Record del dataset ::
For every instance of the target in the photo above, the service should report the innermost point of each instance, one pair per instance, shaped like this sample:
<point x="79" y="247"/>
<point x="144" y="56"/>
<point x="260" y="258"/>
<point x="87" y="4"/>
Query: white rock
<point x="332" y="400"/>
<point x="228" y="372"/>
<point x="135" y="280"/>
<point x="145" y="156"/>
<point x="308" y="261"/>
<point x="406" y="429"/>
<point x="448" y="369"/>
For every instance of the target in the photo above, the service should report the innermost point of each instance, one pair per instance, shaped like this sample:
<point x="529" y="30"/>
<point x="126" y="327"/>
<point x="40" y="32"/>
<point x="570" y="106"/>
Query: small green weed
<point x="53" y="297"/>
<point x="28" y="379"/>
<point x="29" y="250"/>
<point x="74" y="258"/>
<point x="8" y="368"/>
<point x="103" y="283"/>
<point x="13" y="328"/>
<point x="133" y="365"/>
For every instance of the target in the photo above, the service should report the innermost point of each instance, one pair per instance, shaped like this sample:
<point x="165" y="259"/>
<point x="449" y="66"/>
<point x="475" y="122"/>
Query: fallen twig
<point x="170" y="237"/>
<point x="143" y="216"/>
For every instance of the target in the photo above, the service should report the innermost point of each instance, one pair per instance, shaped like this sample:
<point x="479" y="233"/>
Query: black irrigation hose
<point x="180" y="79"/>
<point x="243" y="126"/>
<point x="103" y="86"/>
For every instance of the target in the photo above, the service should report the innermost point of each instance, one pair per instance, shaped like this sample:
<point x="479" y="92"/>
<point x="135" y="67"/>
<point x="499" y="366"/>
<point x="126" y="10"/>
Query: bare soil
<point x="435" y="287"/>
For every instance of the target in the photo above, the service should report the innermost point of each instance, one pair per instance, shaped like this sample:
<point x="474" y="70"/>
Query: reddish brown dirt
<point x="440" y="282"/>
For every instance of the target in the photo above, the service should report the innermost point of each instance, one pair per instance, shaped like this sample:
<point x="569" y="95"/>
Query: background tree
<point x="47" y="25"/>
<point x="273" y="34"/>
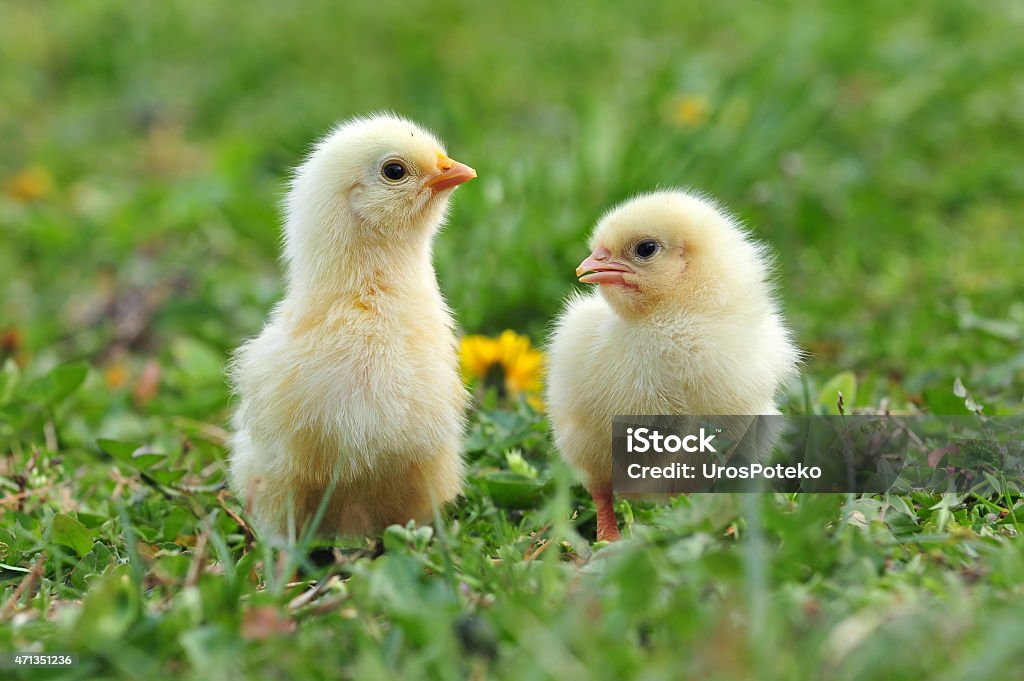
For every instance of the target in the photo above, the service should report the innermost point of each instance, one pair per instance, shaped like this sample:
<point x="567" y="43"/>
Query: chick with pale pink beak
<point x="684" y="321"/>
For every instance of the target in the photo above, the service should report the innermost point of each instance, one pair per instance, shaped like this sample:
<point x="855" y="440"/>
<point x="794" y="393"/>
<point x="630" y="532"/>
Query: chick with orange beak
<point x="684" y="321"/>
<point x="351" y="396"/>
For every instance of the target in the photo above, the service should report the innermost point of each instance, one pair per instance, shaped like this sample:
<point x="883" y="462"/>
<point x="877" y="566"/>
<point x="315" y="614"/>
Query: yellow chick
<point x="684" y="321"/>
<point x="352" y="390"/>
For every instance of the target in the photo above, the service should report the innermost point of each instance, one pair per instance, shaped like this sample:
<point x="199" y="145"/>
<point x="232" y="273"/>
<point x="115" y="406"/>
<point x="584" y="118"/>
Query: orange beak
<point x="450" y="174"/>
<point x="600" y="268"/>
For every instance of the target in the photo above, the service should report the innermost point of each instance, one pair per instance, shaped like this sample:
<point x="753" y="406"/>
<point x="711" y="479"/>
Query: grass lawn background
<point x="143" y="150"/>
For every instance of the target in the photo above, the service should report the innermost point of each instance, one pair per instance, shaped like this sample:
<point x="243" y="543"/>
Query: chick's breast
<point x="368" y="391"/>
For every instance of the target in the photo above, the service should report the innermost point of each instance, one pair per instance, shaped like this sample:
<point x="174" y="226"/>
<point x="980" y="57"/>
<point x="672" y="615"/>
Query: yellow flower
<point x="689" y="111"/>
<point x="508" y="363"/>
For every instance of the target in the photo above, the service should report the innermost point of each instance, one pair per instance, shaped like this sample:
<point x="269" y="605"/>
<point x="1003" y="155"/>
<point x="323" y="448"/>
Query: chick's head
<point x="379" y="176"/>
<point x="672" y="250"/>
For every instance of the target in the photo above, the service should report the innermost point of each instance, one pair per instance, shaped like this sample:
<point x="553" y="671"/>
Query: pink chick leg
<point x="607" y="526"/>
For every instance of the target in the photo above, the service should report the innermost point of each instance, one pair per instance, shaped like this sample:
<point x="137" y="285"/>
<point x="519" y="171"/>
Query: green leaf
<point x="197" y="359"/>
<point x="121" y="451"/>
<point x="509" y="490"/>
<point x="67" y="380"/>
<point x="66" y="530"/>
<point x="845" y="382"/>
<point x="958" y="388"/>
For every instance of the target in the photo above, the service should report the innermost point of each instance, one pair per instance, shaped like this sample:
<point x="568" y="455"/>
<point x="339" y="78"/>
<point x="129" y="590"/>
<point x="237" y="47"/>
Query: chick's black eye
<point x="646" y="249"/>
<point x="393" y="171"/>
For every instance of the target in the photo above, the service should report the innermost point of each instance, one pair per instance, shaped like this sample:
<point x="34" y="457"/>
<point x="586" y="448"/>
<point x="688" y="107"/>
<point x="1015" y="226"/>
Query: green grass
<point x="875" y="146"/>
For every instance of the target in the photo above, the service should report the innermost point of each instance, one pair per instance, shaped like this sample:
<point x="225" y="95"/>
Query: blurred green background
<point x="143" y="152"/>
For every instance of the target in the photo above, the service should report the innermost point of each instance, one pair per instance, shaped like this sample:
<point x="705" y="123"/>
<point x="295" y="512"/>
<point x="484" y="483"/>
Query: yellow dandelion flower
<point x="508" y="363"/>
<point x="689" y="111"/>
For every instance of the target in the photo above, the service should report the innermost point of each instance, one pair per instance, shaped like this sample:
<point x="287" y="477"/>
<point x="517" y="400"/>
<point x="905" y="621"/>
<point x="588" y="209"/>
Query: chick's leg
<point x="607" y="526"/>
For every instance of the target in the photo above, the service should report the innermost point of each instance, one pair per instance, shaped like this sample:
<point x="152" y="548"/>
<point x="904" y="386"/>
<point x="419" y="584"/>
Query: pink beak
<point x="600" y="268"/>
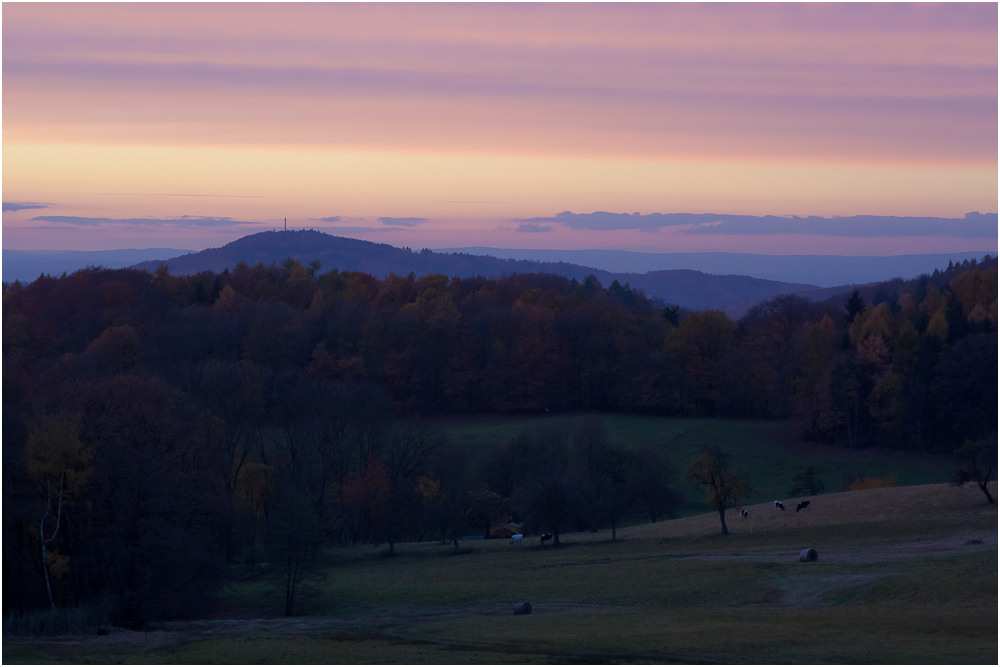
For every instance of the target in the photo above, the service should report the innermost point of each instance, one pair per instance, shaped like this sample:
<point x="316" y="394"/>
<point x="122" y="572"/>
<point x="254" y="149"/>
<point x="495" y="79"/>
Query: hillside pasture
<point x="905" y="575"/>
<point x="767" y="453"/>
==
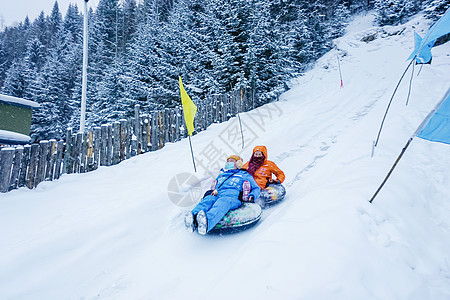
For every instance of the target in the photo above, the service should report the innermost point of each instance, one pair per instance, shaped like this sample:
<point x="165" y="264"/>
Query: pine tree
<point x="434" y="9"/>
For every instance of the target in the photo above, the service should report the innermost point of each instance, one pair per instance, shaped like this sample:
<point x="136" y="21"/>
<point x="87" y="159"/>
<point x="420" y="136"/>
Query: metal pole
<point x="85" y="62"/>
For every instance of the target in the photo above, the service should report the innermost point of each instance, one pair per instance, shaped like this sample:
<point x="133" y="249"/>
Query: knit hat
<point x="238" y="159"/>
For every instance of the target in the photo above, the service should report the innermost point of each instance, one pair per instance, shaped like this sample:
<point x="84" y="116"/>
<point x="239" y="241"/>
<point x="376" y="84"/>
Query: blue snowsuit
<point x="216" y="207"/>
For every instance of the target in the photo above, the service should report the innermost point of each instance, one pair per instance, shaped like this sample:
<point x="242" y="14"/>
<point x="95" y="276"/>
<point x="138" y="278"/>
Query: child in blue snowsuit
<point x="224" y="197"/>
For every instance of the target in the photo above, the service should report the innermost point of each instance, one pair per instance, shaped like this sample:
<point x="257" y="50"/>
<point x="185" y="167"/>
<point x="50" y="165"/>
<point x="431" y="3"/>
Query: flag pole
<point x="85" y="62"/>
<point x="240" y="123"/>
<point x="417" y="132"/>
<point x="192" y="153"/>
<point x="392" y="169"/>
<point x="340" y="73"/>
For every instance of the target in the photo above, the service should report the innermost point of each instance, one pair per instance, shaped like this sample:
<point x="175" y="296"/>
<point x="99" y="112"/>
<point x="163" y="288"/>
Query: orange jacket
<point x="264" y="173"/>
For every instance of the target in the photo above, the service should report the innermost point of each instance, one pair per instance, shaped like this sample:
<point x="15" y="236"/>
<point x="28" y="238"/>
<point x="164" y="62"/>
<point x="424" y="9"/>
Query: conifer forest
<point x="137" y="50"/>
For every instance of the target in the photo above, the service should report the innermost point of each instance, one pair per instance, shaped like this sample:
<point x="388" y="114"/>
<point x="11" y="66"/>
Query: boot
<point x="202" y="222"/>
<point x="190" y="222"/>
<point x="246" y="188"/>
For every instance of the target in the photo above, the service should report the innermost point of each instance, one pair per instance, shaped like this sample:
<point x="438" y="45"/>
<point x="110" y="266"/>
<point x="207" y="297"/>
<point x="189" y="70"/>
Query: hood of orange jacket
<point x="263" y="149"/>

Consegna :: Filtra i record qui sopra e copia ogni riga in cui compare la parola "flower". La distinzione tra maiuscole e minuscole conta.

Problema risolto ::
Query: yellow flower
Query: yellow dandelion flower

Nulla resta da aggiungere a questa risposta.